■ Supplied text

Epigenome-Wide Association Study Reveals Methylation Loci Associated With Offspring Gestational Diabetes Mellitus Exposure and Maternal Methylome
Research Design and Methods: We explored the association of GDM exposure on maternal blood and newborn cord-blood methylation of 536 mother-offspring pairs from the prospective FinnGeDi cohort, using Illumina’s methylationEPIC BeadChip 850K arrays. We assessed two hypotheses First, we tested for shared maternal and offspring epigenetic effects due to GDM exposure. Second, we tested whether GDM exposure and maternal methylation has an epigenetic effect on the offspring.
Results: We did not find any epigenetic marks (differentially methylated CpG probes) with shared and consistent effects between mothers and offspring. After including maternal methylation in the model, we identified a single significant (FDR = 1.38 x 10-2) CpG at the cg22790973 probe (TFCP2) associated with GDM. We identified seven additional FDR-significant interactions of maternal methylation and GDM status, with the strongest association at the same cg22790973 probe (TFCP2), plus cg03456133, cg24440941 (H3C6), cg20002843 (LOC127841), cg19107264, cg11493553 located in the UBE3C gene and cg17065901 in FAM13A, both susceptibility genes for type 2 diabetes and BMI and cg23355087, within the DLGAP2 gene, known to be involved in insulin resistance during pregnancy.
Conclusion: Our study reveals the potential complexity
of the epigenetic transmission between GDM mothers and their offspring, likely determined
by not only GDM exposure, but also other factors indicated by maternal epigenetic
status, such as maternal metabolic history.

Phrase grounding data
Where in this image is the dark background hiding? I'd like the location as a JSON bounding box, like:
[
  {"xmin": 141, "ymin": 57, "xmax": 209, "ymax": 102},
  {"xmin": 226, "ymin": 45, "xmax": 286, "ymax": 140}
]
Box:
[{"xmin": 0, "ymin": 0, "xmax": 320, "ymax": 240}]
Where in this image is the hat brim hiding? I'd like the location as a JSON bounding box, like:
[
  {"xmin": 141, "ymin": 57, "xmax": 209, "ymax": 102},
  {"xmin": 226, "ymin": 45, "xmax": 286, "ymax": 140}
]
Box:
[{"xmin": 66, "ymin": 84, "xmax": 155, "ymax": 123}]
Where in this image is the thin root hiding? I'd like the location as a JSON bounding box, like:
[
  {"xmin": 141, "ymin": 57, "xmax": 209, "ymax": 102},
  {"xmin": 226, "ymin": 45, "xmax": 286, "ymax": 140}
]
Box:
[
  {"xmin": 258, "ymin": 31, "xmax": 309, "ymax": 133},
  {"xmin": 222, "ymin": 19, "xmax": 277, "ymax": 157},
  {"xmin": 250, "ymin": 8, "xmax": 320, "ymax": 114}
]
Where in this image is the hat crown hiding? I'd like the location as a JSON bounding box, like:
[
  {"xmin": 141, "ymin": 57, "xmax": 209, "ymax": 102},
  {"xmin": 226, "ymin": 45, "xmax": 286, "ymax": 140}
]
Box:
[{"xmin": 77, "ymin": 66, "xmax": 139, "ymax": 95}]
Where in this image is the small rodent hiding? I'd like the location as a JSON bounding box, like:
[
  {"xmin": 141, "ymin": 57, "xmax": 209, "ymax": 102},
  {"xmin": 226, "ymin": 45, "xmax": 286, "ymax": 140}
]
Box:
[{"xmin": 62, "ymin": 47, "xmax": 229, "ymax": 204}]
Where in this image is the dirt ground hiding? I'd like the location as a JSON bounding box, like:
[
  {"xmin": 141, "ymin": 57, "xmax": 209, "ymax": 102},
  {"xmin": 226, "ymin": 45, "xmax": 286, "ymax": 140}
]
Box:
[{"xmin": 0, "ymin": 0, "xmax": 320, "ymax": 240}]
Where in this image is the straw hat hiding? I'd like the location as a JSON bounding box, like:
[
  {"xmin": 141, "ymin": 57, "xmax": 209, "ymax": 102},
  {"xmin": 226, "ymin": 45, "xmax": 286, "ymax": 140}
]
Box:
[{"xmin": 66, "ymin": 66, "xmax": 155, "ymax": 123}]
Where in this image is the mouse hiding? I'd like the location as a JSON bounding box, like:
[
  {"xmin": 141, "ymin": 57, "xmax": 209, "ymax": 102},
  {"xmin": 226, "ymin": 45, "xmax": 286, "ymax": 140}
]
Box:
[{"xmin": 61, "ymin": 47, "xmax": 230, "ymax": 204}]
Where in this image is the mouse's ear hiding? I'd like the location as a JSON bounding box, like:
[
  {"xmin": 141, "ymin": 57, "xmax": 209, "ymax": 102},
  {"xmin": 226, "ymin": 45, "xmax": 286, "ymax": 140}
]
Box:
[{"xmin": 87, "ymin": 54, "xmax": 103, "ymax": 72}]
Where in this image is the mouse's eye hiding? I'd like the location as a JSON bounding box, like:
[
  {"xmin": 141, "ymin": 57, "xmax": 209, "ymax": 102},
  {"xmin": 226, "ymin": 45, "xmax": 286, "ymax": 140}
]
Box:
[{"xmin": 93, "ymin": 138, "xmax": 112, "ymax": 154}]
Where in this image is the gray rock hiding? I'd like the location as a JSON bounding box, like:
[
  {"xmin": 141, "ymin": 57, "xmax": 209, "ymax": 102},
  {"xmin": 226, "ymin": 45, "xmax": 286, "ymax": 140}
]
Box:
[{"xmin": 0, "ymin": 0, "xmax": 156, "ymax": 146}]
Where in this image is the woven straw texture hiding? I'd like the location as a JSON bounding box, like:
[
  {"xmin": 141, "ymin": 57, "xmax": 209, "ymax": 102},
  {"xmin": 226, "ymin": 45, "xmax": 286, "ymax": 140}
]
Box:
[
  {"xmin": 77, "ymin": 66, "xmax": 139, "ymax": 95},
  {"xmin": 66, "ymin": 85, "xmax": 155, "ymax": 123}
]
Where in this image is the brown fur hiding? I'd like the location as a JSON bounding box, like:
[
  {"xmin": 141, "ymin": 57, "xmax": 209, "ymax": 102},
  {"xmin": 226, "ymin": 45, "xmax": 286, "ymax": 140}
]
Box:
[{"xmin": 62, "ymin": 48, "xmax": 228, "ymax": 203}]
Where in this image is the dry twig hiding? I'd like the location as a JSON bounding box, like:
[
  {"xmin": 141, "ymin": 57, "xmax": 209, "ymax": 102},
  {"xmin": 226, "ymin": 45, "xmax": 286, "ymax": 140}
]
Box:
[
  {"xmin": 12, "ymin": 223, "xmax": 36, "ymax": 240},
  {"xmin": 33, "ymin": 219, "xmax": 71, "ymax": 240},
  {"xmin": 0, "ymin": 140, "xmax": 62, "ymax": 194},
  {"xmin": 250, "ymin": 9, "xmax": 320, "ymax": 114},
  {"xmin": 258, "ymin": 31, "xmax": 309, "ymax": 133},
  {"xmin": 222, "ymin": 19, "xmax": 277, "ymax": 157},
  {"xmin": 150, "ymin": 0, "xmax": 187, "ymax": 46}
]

■ Tasks to carry out
A. List every gene named in the Results section of the study abstract.
B. Reproduce the study abstract word for word from "Results: We did" up to and including "resistance during pregnancy.".
The items have no connection to the study abstract.

■ Answers given
A. TFCP2, H3C6, LOC127841, UBE3C, FAM13A, DLGAP2

B.
Results: We did not find any epigenetic marks (differentially methylated CpG probes) with shared and consistent effects between mothers and offspring. After including maternal methylation in the model, we identified a single significant (FDR = 1.38 x 10-2) CpG at the cg22790973 probe (TFCP2) associated with GDM. We identified seven additional FDR-significant interactions of maternal methylation and GDM status, with the strongest association at the same cg22790973 probe (TFCP2), plus cg03456133, cg24440941 (H3C6), cg20002843 (LOC127841), cg19107264, cg11493553 located in the UBE3C gene and cg17065901 in FAM13A, both susceptibility genes for type 2 diabetes and BMI and cg23355087, within the DLGAP2 gene, known to be involved in insulin resistance during pregnancy.